Please list every line of the entries below that contains the word "building".
────────────────
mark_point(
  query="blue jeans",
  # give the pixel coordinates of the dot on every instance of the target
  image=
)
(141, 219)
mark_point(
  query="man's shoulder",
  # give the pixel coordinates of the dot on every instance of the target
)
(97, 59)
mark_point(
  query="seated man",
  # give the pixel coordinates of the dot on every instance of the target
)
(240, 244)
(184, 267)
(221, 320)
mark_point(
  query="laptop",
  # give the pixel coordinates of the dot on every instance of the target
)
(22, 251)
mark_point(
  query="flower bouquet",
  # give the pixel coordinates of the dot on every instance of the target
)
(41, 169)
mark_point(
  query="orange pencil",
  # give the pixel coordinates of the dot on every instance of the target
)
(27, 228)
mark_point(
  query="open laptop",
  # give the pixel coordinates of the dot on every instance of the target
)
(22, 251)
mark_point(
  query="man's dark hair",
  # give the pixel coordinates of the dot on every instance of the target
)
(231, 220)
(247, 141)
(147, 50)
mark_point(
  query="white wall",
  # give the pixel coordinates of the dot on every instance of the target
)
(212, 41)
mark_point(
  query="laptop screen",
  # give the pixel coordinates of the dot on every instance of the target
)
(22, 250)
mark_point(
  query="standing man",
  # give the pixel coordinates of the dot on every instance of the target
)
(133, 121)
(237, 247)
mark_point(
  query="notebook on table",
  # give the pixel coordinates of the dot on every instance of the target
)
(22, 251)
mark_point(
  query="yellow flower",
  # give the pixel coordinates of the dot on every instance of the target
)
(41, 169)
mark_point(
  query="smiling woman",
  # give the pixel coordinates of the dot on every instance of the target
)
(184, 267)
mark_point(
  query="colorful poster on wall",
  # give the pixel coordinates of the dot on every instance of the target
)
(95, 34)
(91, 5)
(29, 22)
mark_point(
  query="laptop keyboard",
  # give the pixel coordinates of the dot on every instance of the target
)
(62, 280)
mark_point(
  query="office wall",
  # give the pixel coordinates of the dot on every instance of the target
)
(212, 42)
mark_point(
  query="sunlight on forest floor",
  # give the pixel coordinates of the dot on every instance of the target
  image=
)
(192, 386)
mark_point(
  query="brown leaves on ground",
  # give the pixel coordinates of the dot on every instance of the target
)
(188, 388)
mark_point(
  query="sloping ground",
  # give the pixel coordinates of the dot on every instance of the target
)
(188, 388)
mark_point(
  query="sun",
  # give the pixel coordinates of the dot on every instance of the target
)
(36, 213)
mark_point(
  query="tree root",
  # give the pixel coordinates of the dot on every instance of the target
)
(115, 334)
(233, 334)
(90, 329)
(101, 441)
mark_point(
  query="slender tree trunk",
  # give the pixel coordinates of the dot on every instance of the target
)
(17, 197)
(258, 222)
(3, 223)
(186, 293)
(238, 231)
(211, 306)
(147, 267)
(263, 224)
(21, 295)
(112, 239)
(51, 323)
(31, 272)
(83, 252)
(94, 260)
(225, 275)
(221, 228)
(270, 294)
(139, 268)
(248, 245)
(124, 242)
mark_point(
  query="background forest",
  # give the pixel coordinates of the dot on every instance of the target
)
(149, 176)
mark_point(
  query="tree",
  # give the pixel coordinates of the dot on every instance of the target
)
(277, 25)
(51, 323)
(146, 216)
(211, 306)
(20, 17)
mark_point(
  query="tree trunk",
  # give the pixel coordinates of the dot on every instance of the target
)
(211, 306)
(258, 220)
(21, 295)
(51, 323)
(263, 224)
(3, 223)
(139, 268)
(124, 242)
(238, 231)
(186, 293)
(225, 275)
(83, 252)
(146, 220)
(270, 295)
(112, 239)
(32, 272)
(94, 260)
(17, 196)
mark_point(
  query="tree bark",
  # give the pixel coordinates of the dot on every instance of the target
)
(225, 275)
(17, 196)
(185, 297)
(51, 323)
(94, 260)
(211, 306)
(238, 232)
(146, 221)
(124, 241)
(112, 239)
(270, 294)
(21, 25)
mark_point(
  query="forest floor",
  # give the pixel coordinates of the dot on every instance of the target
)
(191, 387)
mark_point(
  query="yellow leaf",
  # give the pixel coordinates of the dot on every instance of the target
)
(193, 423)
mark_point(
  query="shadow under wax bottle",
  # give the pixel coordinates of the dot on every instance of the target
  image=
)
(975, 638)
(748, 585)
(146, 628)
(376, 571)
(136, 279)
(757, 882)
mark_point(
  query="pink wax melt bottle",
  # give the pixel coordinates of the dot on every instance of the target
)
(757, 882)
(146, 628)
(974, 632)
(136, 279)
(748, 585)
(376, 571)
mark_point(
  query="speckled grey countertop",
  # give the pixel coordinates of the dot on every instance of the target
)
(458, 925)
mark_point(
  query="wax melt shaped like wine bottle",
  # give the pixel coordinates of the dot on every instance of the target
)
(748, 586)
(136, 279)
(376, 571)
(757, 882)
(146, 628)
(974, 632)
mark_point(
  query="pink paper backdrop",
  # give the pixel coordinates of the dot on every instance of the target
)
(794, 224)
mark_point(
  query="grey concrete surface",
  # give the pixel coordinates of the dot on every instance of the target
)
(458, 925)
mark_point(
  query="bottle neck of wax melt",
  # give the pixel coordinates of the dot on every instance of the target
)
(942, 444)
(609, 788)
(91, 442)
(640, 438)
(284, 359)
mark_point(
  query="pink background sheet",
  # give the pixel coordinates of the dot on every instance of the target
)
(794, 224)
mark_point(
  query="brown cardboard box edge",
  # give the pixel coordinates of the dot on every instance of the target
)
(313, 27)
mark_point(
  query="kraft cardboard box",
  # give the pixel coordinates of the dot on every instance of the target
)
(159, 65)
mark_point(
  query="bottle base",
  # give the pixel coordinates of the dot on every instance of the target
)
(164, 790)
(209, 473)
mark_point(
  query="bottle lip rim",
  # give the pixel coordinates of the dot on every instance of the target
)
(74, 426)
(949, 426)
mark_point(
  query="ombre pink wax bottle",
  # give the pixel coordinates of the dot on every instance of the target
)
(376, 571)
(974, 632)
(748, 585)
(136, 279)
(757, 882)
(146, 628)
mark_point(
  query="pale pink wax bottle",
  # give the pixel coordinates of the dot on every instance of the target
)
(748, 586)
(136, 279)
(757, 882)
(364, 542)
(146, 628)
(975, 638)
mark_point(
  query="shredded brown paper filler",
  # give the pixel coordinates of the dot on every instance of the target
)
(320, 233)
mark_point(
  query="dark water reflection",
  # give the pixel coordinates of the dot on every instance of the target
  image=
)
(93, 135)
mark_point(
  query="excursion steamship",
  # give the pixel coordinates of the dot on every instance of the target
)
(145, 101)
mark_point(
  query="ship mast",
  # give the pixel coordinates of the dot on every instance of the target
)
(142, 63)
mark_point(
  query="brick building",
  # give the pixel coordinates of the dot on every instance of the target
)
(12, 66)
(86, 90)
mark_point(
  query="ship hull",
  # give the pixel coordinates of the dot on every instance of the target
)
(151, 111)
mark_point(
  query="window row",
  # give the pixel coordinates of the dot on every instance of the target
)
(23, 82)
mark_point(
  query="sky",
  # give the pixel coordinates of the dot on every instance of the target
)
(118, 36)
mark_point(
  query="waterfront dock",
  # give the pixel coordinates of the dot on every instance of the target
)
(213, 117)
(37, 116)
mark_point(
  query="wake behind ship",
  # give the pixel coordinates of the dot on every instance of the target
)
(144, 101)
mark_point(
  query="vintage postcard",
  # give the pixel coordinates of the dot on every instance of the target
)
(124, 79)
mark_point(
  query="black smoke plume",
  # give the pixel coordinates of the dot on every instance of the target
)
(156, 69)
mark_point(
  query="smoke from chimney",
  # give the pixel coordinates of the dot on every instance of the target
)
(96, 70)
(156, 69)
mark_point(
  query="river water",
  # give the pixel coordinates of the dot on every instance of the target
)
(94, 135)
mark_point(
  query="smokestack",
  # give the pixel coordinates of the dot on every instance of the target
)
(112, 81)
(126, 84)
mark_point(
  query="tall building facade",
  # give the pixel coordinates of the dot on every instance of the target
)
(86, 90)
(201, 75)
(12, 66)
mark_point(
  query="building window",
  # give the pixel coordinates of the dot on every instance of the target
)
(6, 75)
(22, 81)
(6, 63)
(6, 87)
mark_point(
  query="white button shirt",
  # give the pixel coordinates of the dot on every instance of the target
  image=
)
────────────────
Reply to the task:
  query="brick building",
  query="tall building facade",
  query="building window",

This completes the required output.